• Texte de lecture
........
Voilà le seul avantage du confinement. Mais pour le reste, le travail à l’IFP se fait au ralenti. Mes contacts pour renforcer le partenariat avec le secteur privé ne donnent plus grand-chose car les partenaires pressentis préfèrent désormais collaborer à des projets directement centrés sur le coronavirus. Beaucoup de nos programmes de recherche sont bloqués, notamment ceux qui impliquaient d’aller « sur le terrain », par exemple en archéologie ou en écologie, ou bien en sciences sociales pour étudier les migrations, l’agriculture ou les lacs urbains. Les administrations françaises et indiennes peinent à fonctionner. Les journées de travail demeurent longues et pleines, mais leur productivité est décevante. Et puis je suis tout seul dans mon appartement : mes fils, adultes, vivent leur vie en Europe, et ma compagne est restée à Paris. Je devais aller la voir en mars. Parti comme c’est, je me demande si je la retrouverai avant septembre, à la fin de mon contrat ! Peut-être y aura-t-il des avions d’ici là pour que je puisse prendre des vacances, mais s’il faut multiplier les quarantaines, deux semaines dans un hôtel Formule 1 à mon arrivée à Roissy puis deux semaines à mon retour dans un hôtel glauque de Chennai, cela vaut-il la peine ? Heureusement qu’il y a Internet et que mon routeur tient le coup. Mais le décalage horaire ne favorise pas les moments de vidéo-tendresse en soirée…

 

Cela dit, j’ai promis de ne pas me plaindre.

À l’IFP nous sommes aux premières loges pour « prendre dans la gueule » les drames qui se déroulent dans ce qu’on continue souvent d’appeler « la plus grande démocratie du monde ». Cela incite à relativiser… Et à avoir encore plus mauvaise conscience de nos énormes primes d’expatriation ! Il y a des moments très durs pour les chercheurs en sciences sociales, par exemple, du fait de leurs contacts étroits avec la population. Un collègue géographe a travaillé des mois sur un bidonville de Delhi et sur les chiffonniers/éboueurs : une bonne partie de ses contacts crève de faim actuellement. Moi, je fais des enquêtes sur des villages au Karnataka dans un projet centré sur l’adaptation des agriculteurs au changement climatique ; mais on n’avait pas prévu d’étudier l’adaptation au lockdown ! Là-bas, les paysans ont perdu leurs récoltes de légumes, faute de camion pour les transporter et de marché pour les vendre. Et ceux qui n’ont aucune terre, les prolétaires qui migrent chaque année pour travailler en ville ou dans les plantations de café du Kerala, sont au chômage.
........
• Matériel fourni

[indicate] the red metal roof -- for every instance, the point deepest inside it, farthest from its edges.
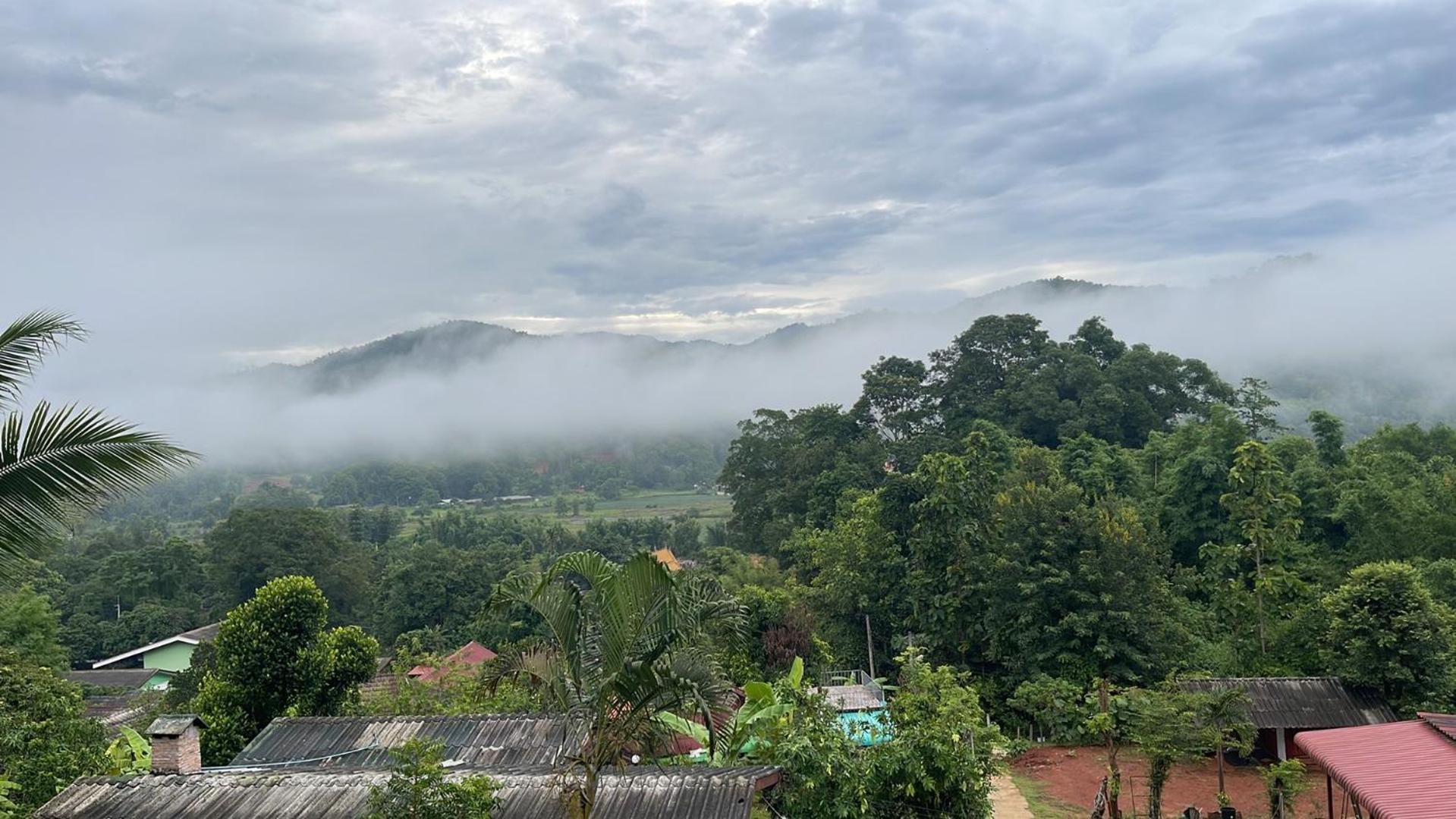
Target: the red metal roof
(1397, 770)
(1445, 723)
........
Traduisez en anglais, s'il vous plaît, cette phrase du texte de lecture : « Les administrations françaises et indiennes peinent à fonctionner. » La liste constitue un matériel distinct du texte de lecture.

The French and Indian administrations are struggling to function.